» WHAT YOU ARE ASKED TO DO
Write the entries out again. Each one must match exactly.

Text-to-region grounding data

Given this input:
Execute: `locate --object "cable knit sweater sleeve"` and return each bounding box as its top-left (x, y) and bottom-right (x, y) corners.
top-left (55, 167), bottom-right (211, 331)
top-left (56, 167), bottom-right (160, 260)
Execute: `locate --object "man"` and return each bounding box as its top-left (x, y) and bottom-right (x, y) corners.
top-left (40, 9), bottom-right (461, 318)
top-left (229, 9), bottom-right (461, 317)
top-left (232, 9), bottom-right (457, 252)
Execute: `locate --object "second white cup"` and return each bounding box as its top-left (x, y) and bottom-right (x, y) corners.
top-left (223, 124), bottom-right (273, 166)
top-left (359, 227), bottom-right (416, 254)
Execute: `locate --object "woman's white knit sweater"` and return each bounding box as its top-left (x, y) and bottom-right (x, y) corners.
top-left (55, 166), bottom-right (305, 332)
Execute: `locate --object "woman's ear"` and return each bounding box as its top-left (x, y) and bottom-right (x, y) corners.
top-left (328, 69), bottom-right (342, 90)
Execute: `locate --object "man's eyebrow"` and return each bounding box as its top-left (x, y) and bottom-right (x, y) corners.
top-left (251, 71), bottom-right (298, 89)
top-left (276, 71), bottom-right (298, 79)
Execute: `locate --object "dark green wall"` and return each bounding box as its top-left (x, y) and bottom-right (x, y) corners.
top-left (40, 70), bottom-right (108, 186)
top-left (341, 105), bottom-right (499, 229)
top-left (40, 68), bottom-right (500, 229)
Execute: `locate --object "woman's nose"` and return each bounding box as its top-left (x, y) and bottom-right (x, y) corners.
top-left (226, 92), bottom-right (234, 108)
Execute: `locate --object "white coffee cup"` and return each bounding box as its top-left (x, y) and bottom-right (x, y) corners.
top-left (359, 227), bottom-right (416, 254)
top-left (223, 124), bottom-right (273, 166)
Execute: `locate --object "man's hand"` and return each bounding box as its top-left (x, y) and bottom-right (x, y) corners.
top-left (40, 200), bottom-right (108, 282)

» WRITTEN ANSWER
Given this input:
Execute: `locate --object "cable knit sweater sleeve"` and return each bounding box as its top-left (x, y) and bottom-right (x, y) corners.
top-left (55, 167), bottom-right (211, 331)
top-left (56, 167), bottom-right (160, 260)
Execute: `locate --object "man"` and return each bounding box as its top-left (x, y) and bottom-right (x, y) corners.
top-left (40, 9), bottom-right (461, 318)
top-left (229, 9), bottom-right (461, 317)
top-left (232, 9), bottom-right (457, 252)
Execute: `locate --object "second white cup"` and return each bounding box as its top-left (x, y) and bottom-right (x, y) corners.
top-left (223, 124), bottom-right (273, 166)
top-left (359, 227), bottom-right (416, 254)
Execute: `locate --object "woman's white knit sweater"` and return each bounding box as its top-left (x, y) and bottom-right (x, y) corners.
top-left (55, 166), bottom-right (305, 332)
Execute: `locate --object "woman's ear"` and return each bounding box as its top-left (x, y) and bottom-right (x, y) corners.
top-left (328, 69), bottom-right (342, 90)
Execute: `locate --object "man's eyebrow"` and return each bounding box as its top-left (x, y) and bottom-right (x, y) corners.
top-left (251, 71), bottom-right (298, 89)
top-left (276, 71), bottom-right (298, 79)
Execute: `locate --object "dark green wall"` and return each bounding box as its top-left (x, y) and bottom-right (x, y) corners.
top-left (40, 70), bottom-right (108, 186)
top-left (341, 105), bottom-right (499, 229)
top-left (40, 68), bottom-right (500, 229)
Execute: `locate --object "woman's nose"` and return each bounding box as its top-left (x, y) and bottom-right (x, y) corners.
top-left (226, 92), bottom-right (234, 108)
Execute: `locate --object "white coffee cup"` and return each bounding box as its top-left (x, y) and bottom-right (x, y) corners.
top-left (359, 227), bottom-right (416, 254)
top-left (223, 124), bottom-right (273, 166)
Execute: `locate --object "man's hand"` and return each bounding box as its top-left (x, y) and bottom-right (x, y) corners.
top-left (40, 200), bottom-right (108, 282)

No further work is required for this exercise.